> EXCERPTED PASSAGE:
begin

Diane Cassidy's Cabinet of Curiosities

Book Arts

The Tennessee Waltz      1998
Based on a memory, fraught with pathos. An old silverware box became a stand-in for a record player where a 78 rpm record rests upon the makeshift turntable. A recording is available via earphones of Patti Page's rendition of the song interspliced with my reading of an original poem. There is an accompanying book composed of picture frame covers and images taken from various films and old magazines reproduced on acetate. The book is hand bound by sewing over tapes with exposed spine.
Aunt Norma and the 2 Hershey Bars   1999
This is a brief memoir about my socialization via the aid of Aunt Norma. The words and drawings are by a former 7 year old. The book dimensions are 10" x 16". It is an album style book with post and screw binding. End papers and fly sheets made from Hershey Bar wrappings.
The Train Book  2000
is the documentation of a round trip taken from San Jose, CA to West Glacier MT on Amtrak. It comes with a games board showing the route. The train is made up of 12 cars made of silver card stock using washers for wheels. The windows are filled with photos taken during the trip. It is accordion in structure using 3" nail piano hinge connectors.
The Ten Plagues of Egypt   2001
is my interpretation of the book of Exodus, Ch. 3 - Ch 14.

end

> INSTRUCTIONS:
#1 List the title of every work described in the book arts listing, along with the year given beside each one.
#2 Pick up the book arts listing after its final sentence and keep writing in the same style.

[Pointing dataset records]

begin

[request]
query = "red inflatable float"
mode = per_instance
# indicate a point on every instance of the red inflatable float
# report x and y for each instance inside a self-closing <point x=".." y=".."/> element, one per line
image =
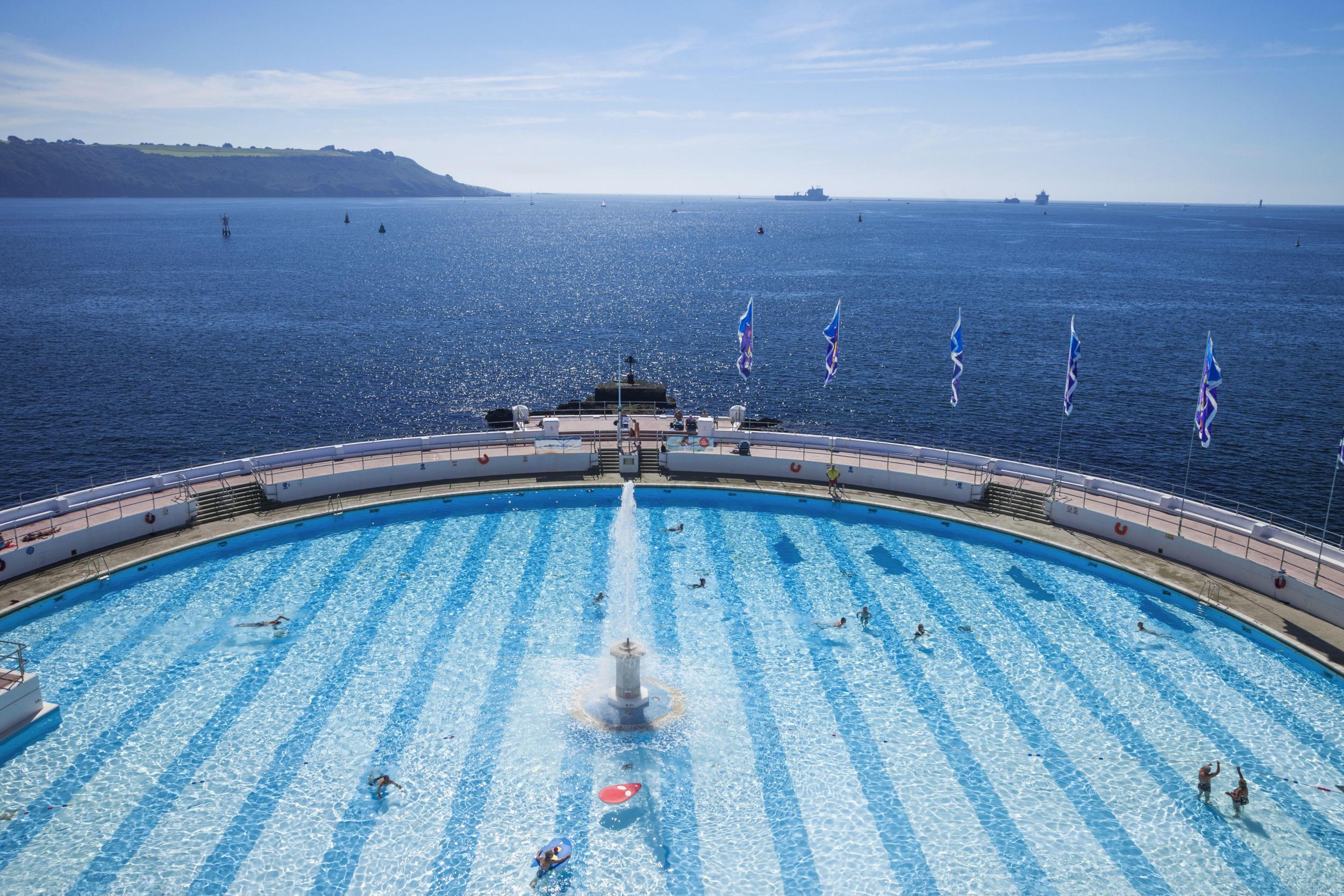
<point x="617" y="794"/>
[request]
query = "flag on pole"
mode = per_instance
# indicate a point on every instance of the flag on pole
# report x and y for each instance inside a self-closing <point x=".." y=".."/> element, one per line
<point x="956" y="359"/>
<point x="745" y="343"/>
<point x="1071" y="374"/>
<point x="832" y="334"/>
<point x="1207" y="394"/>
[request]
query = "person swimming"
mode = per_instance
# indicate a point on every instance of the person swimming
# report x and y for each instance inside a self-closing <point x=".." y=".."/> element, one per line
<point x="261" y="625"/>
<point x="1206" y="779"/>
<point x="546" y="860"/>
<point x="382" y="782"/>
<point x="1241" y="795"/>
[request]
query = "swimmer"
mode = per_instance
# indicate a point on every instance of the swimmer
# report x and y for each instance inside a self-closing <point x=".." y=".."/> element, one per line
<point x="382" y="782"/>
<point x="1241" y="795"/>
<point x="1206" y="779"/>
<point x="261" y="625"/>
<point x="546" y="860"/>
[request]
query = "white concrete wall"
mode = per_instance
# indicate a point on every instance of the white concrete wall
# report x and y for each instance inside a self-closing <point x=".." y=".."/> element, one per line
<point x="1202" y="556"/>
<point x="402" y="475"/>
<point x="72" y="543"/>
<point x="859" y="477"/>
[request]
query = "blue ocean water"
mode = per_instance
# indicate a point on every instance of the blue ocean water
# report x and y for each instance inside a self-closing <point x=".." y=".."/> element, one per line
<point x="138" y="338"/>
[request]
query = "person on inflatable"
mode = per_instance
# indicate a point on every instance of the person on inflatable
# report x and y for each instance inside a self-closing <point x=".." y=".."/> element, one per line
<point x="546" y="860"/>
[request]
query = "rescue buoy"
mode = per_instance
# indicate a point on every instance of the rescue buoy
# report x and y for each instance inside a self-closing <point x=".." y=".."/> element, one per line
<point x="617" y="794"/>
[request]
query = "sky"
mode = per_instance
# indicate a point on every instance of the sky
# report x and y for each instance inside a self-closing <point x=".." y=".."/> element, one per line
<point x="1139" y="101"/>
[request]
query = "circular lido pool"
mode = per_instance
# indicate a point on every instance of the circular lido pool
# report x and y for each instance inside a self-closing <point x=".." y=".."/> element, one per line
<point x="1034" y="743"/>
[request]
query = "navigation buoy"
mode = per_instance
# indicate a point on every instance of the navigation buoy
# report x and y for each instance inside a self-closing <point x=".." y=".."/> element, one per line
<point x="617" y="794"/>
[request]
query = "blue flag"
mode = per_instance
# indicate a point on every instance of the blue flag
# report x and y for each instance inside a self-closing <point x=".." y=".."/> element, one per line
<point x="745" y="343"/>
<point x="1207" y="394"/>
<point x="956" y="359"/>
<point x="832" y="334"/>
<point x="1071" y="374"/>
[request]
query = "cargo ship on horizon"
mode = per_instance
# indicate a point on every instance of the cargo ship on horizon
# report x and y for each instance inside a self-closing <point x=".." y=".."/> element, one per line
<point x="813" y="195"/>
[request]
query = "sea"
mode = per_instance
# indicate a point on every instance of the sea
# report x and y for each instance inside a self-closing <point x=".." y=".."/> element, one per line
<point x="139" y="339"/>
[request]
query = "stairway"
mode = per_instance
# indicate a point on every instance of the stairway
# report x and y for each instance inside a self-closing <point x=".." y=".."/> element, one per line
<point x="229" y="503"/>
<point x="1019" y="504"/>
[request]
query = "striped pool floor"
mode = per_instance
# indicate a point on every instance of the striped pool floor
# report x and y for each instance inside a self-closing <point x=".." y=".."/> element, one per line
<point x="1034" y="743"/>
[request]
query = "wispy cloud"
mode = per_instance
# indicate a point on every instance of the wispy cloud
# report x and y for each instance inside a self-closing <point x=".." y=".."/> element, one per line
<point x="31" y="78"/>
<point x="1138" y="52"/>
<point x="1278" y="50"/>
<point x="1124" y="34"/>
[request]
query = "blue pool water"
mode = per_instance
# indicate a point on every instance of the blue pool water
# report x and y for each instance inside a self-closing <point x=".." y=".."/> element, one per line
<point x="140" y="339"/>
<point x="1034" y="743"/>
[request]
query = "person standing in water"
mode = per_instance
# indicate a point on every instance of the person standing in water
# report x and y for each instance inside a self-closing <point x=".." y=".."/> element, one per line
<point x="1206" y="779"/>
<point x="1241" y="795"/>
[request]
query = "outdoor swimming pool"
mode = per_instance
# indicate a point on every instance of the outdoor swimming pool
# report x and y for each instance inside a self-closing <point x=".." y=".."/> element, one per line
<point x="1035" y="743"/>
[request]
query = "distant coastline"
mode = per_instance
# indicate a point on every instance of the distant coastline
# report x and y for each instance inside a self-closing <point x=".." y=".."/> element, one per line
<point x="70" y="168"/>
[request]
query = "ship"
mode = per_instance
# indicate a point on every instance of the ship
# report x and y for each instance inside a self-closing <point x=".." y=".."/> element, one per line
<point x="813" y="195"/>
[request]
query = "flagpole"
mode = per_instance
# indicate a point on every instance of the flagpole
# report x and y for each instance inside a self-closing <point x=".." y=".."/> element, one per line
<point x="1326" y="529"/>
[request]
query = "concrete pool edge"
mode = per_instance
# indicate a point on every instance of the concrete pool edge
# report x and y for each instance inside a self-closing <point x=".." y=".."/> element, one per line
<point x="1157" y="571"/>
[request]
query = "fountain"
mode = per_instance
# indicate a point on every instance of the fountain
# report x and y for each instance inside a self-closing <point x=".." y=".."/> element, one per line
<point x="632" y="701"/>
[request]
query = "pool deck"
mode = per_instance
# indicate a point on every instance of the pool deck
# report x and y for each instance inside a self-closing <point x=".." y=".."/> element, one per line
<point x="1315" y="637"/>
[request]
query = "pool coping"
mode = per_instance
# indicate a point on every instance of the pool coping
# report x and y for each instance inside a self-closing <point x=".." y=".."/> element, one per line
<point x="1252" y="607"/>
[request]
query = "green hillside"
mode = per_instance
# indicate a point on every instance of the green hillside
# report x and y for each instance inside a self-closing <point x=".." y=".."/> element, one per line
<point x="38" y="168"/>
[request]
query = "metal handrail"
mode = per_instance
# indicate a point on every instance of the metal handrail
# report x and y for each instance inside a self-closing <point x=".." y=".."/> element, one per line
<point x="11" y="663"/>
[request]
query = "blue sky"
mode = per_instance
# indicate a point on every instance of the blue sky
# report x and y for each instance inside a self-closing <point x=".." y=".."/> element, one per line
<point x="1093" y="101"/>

end

> THE ANSWERS:
#1
The Tennessee Waltz (1998)
Aunt Norma and the 2 Hershey Bars (1999)
The Train Book (2000)
The Ten Plagues of Egypt (2001)

#2
It is in scroll format. the Scroll is 10 inches high and 100 inches long, composed of four  pieces, knotted together. The scroll is maneuvered by attaching to sewing spools. It is housed in an old weapon's box, which was stained and patterned, using rubber stamps, depicting the 10 plagues .  The box is 11 x 22 by 7 inches high, and constructed  so as to back light the scroll. The scroll is printed on Mulberry paper with an Epson printer. The images are photographs taken from Cecil B. De Mille’s original “The Ten Commandments” movie made in 1923. The photos were then scanned into the computer and altered using photoshop. The Hebrew text was also scanned in from The Pentatuch. The English text are my words distilled from the chapters of Exodus from the Revised English Bible.
American Ghosts   2002
This is an altered book. I used a discarded library book, added images and acrylic paint to the covers.  Images from old Interview magazines plus a few rubber stamps were attached to the inside pages.  I integrated all with the help of gesso,  staining and sanding. I cut out a section of the book so I could install a 10 second recording of moaning accessed by pushing a button on the cover.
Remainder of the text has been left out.